- _Görev 1_
Ayrılık ve zaman üzerine yazının "Kavuşmanın mislisini ayrılıklarda" sözlerinden "karıştım. Toza sor." sözlerine kadar olan kısmını, "balıklar" yerine "kuşlar" koyarak güncelle ve yeniden yaz.
- _Görev 2_
Ayrılık ve zaman üzerine yazıda adı geçen bütün zaman birimlerini sırala.
- _Görev 3_
Ayrılık ve zaman üzerine yazıyı bittiği yerden sürdür.

- _Metin bloğu_
--
Kavuşmanın mislisini ayrılıklarda ararken, bunu izah edememek ne güç, elinde terk edilmişlikten başka sahip olduğun bir şey yok, onu hep bunlarla hatırlayacaksın, gülümsemelerini değil, sinirlenmelerini ve onun yanındaki endişenden utanacaksın. Onu bulduğun tek yer, kaybettiğin yer olarak anılacak ve yıllarca bu böyle sürecek.
Sözümün bittiği yere gelmiştin, daha fazla konuşamazdım. Kıyıya vuran balıklar gibi çaresizdi gözlerim, son bir çırpınışla yakarışlar besliyordu, bizden bir hikâye olamayacağının acıklı sonuydu bu susmak. Daha fazla duramazdım, son bir köpürüşle toza karıştım. Toza sor.
O kadar güzel beklettin ki, gittiğine değdi.
Sanırım üç, dört yıl önce yazmıştım; “zamanın neresinde olduğunu bilemiyorum” diye. Zaman kavramını belki de çok küçük yaşta kaybettim, bazı zamanlara durulan özlem, şu an bulunduğun zamanı yaşamanı engelliyor. Bazı zamanlara gittiğinde, olduğun zamanı yaşayamıyor insan ve dolayısıyla hiç yaşlanmıyor çünkü aslında şu zamanı yaşamamış oluyor. Seninle arama zaman girdi, daha büyük bir şey giremezdi zaten, başka yerde doğmak bile zamandan daha önemsiz. Bazı yerde beş saniyenin azabı günlere hatta aylara bedel olurken, bazı yerde de çok uzun zaman beş dakika gibi geçip gidiyor. Seninle çok güzel zaman farkını yaşadık, bir yerde gece olurken, bir yerde gözüme güneş ışınlarının sinsice batması gibi, güneş gözlüğü taksam da onun zamanına ulaşamıyorum yani elinden hiçbir şey gelmiyor insanın, sadece yaşamış oluyorsun. Ölmekten bile daha emin olabiliyorum. İnsan sırf bu zamanın içindeki kaybolmuşluk yüzden hiç tanımadığı birine sarılmak istiyor, durup dururken, zamanın kalbini hissetmek için bazen kalbinin durması gerekiyor. Hepimizin ortak korkusu; unutulmak… Zamanın neresinde olduğumu hâlâ öğrenemedim.
--
Kaydedilmiş veri girdileri:
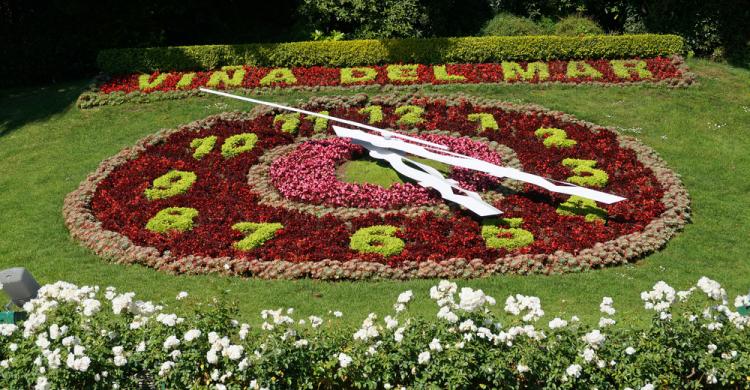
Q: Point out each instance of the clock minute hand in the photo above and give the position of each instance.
(429, 177)
(459, 160)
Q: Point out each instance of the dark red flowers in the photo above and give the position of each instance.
(222, 196)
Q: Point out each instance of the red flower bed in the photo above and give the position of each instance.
(110, 211)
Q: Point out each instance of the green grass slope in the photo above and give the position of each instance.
(47, 147)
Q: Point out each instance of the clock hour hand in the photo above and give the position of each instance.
(429, 177)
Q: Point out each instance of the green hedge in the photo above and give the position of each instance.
(372, 52)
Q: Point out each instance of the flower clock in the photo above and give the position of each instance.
(276, 194)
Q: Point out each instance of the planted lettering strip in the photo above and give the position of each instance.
(259, 195)
(169, 85)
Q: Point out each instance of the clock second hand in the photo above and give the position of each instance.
(418, 147)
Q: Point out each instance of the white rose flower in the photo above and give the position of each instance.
(574, 370)
(212, 357)
(120, 361)
(557, 323)
(589, 355)
(91, 307)
(165, 368)
(170, 343)
(234, 352)
(423, 358)
(344, 360)
(192, 334)
(41, 383)
(604, 322)
(435, 345)
(405, 297)
(471, 300)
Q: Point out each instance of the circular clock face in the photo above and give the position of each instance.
(277, 195)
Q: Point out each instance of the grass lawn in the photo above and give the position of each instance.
(47, 146)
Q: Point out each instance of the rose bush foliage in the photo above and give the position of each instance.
(87, 337)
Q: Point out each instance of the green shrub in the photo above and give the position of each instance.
(102, 338)
(505, 24)
(577, 25)
(373, 52)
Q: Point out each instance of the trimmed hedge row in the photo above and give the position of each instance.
(372, 52)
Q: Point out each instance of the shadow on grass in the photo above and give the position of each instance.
(21, 106)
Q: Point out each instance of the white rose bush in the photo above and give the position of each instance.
(86, 337)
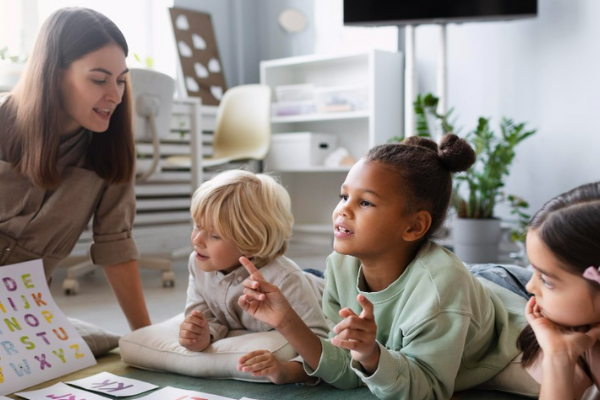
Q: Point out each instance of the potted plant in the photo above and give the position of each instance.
(476, 231)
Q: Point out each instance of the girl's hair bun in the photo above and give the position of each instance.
(421, 141)
(456, 154)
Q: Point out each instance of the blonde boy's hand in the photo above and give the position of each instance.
(261, 299)
(263, 363)
(357, 333)
(194, 333)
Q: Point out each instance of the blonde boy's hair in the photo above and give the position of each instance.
(252, 210)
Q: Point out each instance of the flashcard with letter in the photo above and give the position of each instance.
(60, 391)
(114, 385)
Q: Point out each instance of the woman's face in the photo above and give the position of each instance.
(91, 88)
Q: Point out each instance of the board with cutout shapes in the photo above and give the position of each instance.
(197, 48)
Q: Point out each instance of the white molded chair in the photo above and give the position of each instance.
(242, 129)
(243, 125)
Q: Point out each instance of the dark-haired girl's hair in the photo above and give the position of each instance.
(31, 116)
(569, 225)
(426, 171)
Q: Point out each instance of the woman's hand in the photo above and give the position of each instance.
(261, 299)
(357, 333)
(194, 333)
(557, 341)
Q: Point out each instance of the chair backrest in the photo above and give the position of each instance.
(243, 123)
(152, 94)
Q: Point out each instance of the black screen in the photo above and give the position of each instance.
(407, 12)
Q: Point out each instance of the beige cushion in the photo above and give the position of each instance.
(157, 348)
(513, 379)
(99, 340)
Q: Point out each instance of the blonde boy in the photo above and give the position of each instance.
(239, 213)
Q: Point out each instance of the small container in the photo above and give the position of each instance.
(299, 150)
(283, 109)
(302, 92)
(341, 98)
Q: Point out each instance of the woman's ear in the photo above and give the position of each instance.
(420, 224)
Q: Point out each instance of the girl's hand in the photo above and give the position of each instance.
(558, 341)
(357, 333)
(194, 333)
(261, 299)
(263, 363)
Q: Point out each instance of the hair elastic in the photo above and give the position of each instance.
(592, 273)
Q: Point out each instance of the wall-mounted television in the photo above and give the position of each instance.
(415, 12)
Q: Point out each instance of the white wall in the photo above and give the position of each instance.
(545, 71)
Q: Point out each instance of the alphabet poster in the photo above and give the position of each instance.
(197, 48)
(37, 342)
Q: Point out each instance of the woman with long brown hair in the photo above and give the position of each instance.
(67, 154)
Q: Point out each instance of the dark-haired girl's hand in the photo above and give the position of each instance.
(261, 299)
(557, 341)
(357, 333)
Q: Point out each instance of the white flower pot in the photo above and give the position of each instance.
(9, 75)
(476, 240)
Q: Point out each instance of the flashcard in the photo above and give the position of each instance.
(171, 393)
(114, 385)
(62, 392)
(37, 342)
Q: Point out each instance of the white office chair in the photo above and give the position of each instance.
(243, 127)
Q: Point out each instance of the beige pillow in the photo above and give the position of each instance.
(99, 340)
(513, 379)
(157, 348)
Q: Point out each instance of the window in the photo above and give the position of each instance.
(146, 25)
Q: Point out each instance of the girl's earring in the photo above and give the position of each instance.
(592, 273)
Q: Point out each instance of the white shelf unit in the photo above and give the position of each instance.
(315, 190)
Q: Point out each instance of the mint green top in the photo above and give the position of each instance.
(439, 328)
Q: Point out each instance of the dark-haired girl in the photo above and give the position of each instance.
(67, 154)
(561, 347)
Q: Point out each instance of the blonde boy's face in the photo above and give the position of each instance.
(562, 297)
(212, 252)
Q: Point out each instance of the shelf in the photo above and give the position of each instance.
(321, 117)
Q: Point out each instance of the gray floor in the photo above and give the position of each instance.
(96, 304)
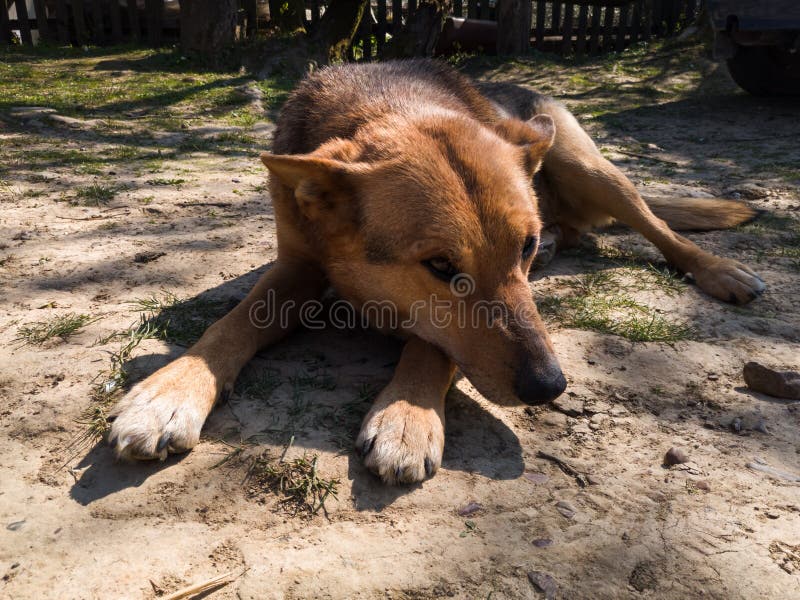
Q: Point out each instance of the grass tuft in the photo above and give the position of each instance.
(62, 326)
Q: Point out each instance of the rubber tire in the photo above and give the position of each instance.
(766, 70)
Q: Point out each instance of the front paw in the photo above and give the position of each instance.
(728, 280)
(401, 442)
(165, 412)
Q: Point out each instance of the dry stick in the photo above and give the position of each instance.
(564, 466)
(199, 588)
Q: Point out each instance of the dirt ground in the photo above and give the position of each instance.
(140, 200)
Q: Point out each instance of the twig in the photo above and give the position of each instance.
(564, 466)
(199, 588)
(647, 157)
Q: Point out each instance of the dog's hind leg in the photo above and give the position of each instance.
(590, 187)
(402, 437)
(165, 412)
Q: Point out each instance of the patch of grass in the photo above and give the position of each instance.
(180, 321)
(62, 326)
(95, 194)
(297, 483)
(597, 303)
(176, 181)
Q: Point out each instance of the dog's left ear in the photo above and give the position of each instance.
(535, 135)
(323, 187)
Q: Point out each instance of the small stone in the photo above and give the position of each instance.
(469, 509)
(569, 406)
(565, 508)
(543, 583)
(675, 456)
(555, 419)
(780, 384)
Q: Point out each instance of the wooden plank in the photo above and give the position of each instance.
(636, 21)
(62, 21)
(583, 21)
(41, 20)
(382, 28)
(98, 33)
(622, 28)
(5, 25)
(594, 40)
(397, 16)
(23, 22)
(541, 15)
(116, 21)
(566, 42)
(133, 18)
(79, 22)
(608, 29)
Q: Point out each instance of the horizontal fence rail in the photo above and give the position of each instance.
(578, 27)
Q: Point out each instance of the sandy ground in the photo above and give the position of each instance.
(76, 524)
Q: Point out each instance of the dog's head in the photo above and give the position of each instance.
(434, 220)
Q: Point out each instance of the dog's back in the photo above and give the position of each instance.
(336, 101)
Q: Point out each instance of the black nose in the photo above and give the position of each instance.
(539, 385)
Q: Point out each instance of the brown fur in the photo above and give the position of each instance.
(382, 174)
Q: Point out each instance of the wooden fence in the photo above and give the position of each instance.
(579, 27)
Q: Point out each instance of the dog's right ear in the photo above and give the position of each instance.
(319, 183)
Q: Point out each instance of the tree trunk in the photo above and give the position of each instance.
(514, 26)
(421, 33)
(288, 15)
(207, 26)
(337, 28)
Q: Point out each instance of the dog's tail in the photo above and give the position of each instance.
(701, 214)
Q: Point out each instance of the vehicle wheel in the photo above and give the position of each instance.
(766, 70)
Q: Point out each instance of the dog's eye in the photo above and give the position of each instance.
(529, 247)
(441, 268)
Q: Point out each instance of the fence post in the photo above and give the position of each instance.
(594, 42)
(541, 15)
(41, 19)
(566, 43)
(5, 26)
(583, 20)
(79, 22)
(116, 21)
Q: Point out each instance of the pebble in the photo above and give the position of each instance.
(469, 509)
(537, 478)
(780, 384)
(544, 583)
(565, 508)
(675, 456)
(569, 406)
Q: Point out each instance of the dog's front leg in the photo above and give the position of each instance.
(165, 412)
(402, 437)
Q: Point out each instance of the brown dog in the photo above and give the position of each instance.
(403, 183)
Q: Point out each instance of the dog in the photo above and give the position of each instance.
(404, 182)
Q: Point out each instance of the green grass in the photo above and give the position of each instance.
(598, 302)
(61, 326)
(95, 194)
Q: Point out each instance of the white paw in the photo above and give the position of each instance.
(164, 413)
(401, 442)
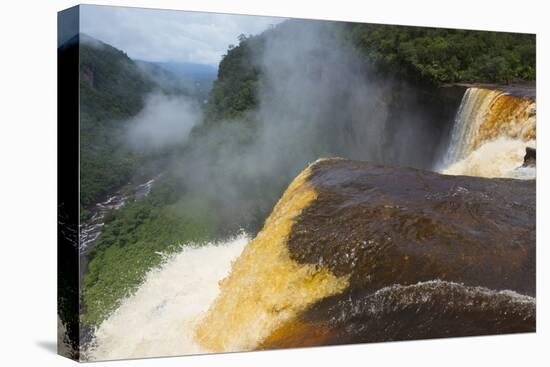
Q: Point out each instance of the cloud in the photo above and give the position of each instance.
(164, 121)
(169, 35)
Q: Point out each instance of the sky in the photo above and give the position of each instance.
(169, 35)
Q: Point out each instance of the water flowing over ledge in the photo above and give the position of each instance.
(492, 129)
(159, 319)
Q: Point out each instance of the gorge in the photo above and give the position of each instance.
(341, 184)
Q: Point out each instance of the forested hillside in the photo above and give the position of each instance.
(112, 89)
(420, 55)
(240, 159)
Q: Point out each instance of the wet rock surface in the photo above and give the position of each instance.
(427, 310)
(530, 158)
(427, 255)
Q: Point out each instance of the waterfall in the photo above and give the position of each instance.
(266, 288)
(490, 134)
(159, 319)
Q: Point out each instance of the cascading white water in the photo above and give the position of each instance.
(491, 132)
(160, 318)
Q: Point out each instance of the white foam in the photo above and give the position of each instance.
(160, 318)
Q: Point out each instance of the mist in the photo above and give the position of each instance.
(317, 98)
(166, 120)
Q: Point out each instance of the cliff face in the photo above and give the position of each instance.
(375, 253)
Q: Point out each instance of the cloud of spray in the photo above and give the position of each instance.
(317, 98)
(166, 120)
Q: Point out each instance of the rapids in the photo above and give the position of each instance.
(490, 134)
(160, 318)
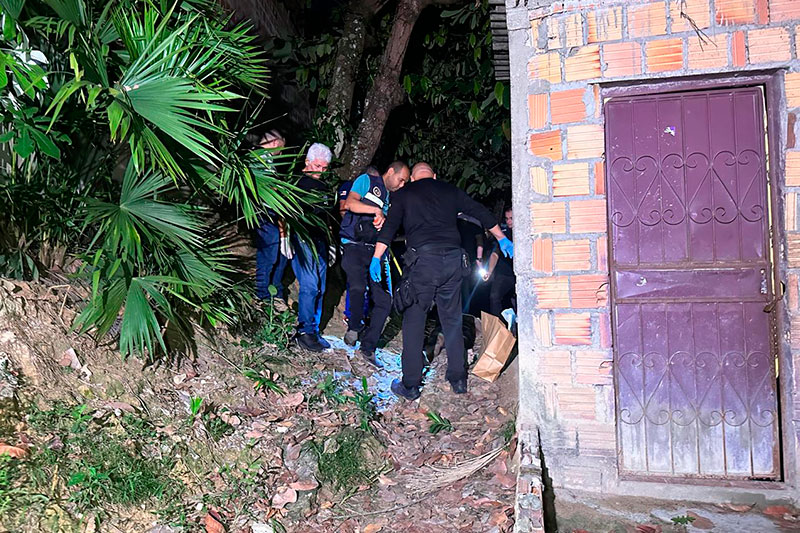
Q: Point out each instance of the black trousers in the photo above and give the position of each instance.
(355, 263)
(501, 293)
(436, 277)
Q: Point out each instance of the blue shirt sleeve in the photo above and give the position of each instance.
(361, 185)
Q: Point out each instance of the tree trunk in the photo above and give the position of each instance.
(345, 70)
(386, 93)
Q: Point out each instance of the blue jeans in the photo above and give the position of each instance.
(347, 303)
(311, 272)
(270, 262)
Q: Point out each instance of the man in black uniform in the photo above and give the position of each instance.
(366, 208)
(428, 210)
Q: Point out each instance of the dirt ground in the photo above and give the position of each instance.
(263, 475)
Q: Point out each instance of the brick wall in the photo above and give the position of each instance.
(568, 50)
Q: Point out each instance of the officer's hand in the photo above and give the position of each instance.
(375, 269)
(507, 247)
(378, 220)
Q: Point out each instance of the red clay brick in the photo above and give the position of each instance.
(790, 212)
(571, 179)
(704, 54)
(768, 45)
(588, 291)
(622, 59)
(664, 55)
(793, 169)
(604, 25)
(596, 438)
(733, 12)
(546, 144)
(584, 142)
(593, 367)
(602, 254)
(552, 293)
(554, 367)
(599, 178)
(583, 65)
(550, 217)
(545, 67)
(647, 20)
(543, 255)
(567, 106)
(782, 10)
(792, 81)
(699, 11)
(792, 291)
(738, 49)
(762, 11)
(541, 327)
(537, 111)
(573, 30)
(572, 255)
(573, 328)
(576, 403)
(587, 216)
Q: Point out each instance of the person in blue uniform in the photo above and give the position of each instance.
(270, 262)
(367, 205)
(428, 210)
(310, 267)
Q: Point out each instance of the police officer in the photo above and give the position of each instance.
(367, 205)
(428, 210)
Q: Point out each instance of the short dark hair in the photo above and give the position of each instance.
(397, 166)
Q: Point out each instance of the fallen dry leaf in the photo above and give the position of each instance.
(383, 480)
(283, 496)
(214, 523)
(304, 484)
(13, 451)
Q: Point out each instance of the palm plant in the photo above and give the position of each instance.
(120, 139)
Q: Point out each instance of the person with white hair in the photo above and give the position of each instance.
(311, 268)
(270, 262)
--
- _Çıktı 1_
Kavuşmanın mislisini ayrılıklarda ararken, bunu izah edememek ne güç, elinde terk edilmişlikten başka sahip olduğun bir şey yok, onu hep bunlarla hatırlayacaksın, gülümsemelerini değil, sinirlenmelerini ve onun yanındaki endişenden utanacaksın. Onu bulduğun tek yer, kaybettiğin yer olarak anılacak ve yıllarca bu böyle sürecek.
Sözümün bittiği yere gelmiştin, daha fazla konuşamazdım. Kıyıya vuran kuşlar gibi çaresizdi gözlerim, son bir çırpınışla yakarışlar besliyordu, bizden bir hikâye olamayacağının acıklı sonuydu bu susmak. Daha fazla duramazdım, son bir köpürüşle toza karıştım. Toza sor.

- _Çıktı 2_
- yıl
- saniye
- gün
- ay
- dakika

- _Çıktı 3_
Onun haberi yokken, uyumak gibi… Ona hiç dokunmayacağını bilerek ağlamak gibi, onun duymayacağını bildiğin halde şarkı söylemek gibi, içinden tuttuğun şarkı fallarının çıkması da bir anlam ifade etmiyor, o yokken uyuyup, o yokken uyanıyorsun ve ona yazdığın tüm şiirleri yokluğunun içinde biriktiriyorsun, bir gün belki gelip o boşluğu doldurur diye… Yaşamanın anlamı belki de şu ahmakça ümit kırıntısının içinde gizli. İnanmak; ihtiyaçtan başka bir şey değil.
Haşeratla paylaşıyorum tenimi, uzun zamandır. Sizler kalbimi çok yediniz, duygularımı üzerine pasta süsü gibi yapıp, ekerek. Geriye yalnızca beynim kaldı, o da; acının sınırını ölçebilmek için.
Ne kimsenin gerçeğiyim, ne de kimse benim yalanım. Tek kazancım nefes almak bir de kitap okumak. Beklemeyi bilen insanların diğer insanlardan daha fazla bildiği bir şeyler vardır.